** Source records **
******

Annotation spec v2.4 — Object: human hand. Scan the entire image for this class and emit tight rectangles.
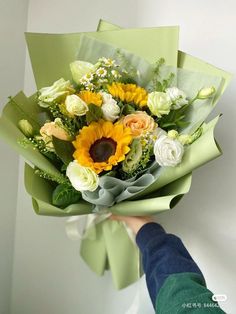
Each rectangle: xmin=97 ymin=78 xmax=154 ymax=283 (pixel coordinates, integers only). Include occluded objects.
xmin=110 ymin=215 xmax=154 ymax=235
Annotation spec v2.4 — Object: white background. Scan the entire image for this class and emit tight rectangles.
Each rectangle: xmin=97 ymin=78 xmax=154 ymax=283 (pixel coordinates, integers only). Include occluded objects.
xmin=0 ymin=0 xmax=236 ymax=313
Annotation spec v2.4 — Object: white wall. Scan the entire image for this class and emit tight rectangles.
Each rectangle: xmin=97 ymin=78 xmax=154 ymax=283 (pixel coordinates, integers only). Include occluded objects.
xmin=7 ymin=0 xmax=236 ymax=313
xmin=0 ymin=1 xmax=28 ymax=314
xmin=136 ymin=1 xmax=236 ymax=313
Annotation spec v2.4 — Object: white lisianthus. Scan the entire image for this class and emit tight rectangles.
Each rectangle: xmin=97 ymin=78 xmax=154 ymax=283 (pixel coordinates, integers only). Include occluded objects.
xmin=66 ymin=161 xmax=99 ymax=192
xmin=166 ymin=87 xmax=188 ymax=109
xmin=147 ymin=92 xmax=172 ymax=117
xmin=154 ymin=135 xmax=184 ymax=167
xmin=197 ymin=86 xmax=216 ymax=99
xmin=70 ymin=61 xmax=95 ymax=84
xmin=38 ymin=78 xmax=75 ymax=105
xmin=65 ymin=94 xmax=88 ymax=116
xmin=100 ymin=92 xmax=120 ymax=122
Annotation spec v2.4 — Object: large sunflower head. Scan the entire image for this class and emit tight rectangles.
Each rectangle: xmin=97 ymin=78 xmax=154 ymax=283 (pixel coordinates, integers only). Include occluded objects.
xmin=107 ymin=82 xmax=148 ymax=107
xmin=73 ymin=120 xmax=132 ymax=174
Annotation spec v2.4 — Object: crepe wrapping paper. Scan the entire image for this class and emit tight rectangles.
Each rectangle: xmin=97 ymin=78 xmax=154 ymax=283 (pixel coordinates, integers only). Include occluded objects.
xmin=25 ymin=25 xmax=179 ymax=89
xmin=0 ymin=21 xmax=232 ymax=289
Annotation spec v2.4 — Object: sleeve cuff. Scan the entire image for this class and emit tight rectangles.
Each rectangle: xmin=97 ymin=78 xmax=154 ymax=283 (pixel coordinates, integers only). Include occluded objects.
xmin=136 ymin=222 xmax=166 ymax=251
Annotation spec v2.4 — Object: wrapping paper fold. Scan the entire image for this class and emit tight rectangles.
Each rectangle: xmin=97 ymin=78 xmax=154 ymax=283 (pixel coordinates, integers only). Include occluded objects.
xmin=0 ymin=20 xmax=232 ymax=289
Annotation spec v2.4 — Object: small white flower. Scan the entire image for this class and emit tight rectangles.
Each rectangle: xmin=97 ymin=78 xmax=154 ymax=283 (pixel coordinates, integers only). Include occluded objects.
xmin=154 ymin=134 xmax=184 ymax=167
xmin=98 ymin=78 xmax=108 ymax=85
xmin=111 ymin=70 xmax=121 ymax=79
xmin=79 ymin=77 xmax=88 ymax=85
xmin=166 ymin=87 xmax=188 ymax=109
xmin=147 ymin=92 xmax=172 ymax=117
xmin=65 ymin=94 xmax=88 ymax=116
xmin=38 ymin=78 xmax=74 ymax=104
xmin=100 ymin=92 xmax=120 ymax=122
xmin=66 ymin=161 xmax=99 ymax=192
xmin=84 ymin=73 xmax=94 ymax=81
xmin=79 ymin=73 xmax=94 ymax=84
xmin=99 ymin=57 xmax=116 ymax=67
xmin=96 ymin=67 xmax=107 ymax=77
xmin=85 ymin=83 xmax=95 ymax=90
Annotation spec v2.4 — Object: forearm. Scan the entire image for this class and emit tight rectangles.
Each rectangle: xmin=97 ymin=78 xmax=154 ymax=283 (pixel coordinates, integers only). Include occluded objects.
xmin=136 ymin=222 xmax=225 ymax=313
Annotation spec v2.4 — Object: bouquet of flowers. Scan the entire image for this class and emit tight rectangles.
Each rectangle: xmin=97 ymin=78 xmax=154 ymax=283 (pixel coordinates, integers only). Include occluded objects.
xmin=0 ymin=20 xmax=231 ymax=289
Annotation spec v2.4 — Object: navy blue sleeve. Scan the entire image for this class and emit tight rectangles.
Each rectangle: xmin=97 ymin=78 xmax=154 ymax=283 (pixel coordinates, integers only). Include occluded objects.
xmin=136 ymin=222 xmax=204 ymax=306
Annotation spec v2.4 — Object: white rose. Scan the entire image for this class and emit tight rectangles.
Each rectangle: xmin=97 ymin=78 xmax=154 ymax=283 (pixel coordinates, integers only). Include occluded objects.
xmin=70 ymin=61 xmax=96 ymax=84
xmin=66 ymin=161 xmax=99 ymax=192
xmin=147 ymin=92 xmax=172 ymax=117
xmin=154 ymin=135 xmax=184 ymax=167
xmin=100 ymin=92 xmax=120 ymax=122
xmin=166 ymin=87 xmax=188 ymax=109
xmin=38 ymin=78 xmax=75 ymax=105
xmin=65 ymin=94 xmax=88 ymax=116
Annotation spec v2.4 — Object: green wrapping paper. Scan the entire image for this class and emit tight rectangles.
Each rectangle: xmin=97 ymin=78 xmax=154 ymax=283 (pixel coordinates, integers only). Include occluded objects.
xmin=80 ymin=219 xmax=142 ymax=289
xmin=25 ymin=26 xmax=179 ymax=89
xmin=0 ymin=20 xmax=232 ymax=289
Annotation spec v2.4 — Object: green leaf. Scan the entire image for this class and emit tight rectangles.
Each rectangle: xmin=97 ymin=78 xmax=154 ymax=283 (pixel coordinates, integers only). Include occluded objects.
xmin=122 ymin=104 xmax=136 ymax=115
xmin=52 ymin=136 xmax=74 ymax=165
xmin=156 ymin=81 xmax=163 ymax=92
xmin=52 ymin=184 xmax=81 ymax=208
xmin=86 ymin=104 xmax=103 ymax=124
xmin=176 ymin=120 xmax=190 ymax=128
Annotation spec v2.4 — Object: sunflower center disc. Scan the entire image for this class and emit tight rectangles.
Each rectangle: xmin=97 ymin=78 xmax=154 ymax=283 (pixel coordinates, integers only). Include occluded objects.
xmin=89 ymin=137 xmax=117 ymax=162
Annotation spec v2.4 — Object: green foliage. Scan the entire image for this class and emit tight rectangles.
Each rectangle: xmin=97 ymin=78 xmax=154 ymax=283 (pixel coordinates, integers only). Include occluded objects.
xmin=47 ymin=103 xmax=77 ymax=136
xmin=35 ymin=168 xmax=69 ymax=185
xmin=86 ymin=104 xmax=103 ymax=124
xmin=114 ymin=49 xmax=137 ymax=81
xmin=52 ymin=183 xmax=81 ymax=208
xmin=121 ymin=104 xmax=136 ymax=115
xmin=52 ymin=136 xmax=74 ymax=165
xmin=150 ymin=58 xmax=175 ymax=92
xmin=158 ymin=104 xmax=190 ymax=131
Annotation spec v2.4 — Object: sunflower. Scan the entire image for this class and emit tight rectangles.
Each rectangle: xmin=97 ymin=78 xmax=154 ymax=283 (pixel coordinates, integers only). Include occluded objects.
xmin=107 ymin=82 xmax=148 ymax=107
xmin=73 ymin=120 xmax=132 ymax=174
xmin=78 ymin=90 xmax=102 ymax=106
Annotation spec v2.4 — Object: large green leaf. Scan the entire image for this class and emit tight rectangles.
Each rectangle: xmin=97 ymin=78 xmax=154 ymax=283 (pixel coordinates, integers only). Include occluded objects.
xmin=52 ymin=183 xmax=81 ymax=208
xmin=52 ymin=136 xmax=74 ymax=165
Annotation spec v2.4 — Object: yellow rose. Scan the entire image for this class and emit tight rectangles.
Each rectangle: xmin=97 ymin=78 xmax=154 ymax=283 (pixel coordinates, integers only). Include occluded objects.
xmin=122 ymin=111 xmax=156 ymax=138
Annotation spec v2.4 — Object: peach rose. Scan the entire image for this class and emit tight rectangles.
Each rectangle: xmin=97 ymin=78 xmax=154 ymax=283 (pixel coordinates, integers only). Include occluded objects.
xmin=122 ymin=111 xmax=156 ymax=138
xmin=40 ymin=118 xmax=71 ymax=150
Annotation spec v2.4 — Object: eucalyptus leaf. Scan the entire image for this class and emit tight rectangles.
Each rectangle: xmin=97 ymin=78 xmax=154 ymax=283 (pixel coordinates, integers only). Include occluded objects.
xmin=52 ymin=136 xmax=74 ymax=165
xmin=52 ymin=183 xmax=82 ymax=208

******

Copy the lines from the entries above in which the word "sleeve" appears.

** Exercise solution **
Annotation spec v2.4 — Object: sleeve cuff. Scan the entire image for this class and emit tight rectangles.
Annotation spec v2.4 — Object: navy blue sleeve. Scan the entire image for this class and emit tight rectangles.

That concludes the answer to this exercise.